**Exercise goal**
Edit the lines from the one with "UI grounding task." to the one with "[195,137,266,212]" so that "eroded cliff face" becomes "weathered cliff face", with nothing else changed. Give back only those lines.

### Records to process ###

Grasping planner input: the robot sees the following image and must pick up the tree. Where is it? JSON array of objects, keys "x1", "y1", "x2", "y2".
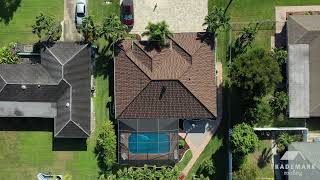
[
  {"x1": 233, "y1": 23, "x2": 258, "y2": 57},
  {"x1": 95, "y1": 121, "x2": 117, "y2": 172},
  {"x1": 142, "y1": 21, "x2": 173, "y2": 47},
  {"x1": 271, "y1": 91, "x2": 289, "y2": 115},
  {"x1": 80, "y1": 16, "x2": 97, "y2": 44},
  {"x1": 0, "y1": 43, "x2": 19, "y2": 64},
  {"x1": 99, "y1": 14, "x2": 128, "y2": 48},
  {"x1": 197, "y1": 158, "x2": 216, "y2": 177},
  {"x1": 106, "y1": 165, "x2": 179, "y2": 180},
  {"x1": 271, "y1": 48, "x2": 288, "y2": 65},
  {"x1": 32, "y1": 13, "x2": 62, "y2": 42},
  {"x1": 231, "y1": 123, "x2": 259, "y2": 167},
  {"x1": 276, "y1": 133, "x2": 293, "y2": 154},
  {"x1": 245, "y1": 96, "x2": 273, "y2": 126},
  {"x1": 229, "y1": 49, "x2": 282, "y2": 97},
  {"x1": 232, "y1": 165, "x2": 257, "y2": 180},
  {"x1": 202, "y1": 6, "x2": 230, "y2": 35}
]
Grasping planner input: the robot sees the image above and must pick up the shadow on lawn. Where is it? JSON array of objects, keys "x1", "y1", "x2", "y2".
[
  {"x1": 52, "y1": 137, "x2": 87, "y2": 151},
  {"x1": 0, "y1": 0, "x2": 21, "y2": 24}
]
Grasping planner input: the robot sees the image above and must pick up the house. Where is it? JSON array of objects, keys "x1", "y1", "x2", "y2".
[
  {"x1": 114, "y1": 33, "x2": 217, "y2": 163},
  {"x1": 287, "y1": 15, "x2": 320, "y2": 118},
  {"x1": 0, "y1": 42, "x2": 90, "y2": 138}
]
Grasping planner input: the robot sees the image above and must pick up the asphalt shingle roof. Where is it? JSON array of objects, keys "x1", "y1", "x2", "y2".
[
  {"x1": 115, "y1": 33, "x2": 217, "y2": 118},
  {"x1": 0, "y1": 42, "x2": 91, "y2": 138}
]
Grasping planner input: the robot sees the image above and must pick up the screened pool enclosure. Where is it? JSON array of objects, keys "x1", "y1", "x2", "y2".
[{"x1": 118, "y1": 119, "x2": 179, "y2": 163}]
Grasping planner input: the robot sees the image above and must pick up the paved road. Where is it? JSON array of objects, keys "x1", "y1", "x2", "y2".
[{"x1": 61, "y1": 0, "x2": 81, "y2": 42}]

###
### Records to process ###

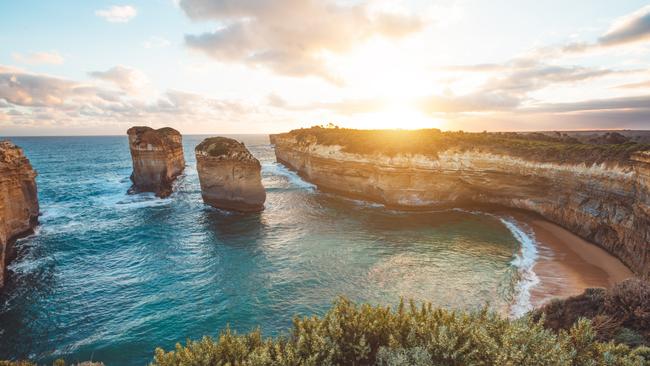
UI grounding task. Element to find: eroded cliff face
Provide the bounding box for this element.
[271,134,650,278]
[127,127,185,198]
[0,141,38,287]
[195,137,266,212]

###

**Result for this exercise**
UI grounding task. Element to find: weathered cliff face
Provide the bounding box for this element.
[271,134,650,278]
[127,127,185,198]
[0,141,38,287]
[195,137,266,212]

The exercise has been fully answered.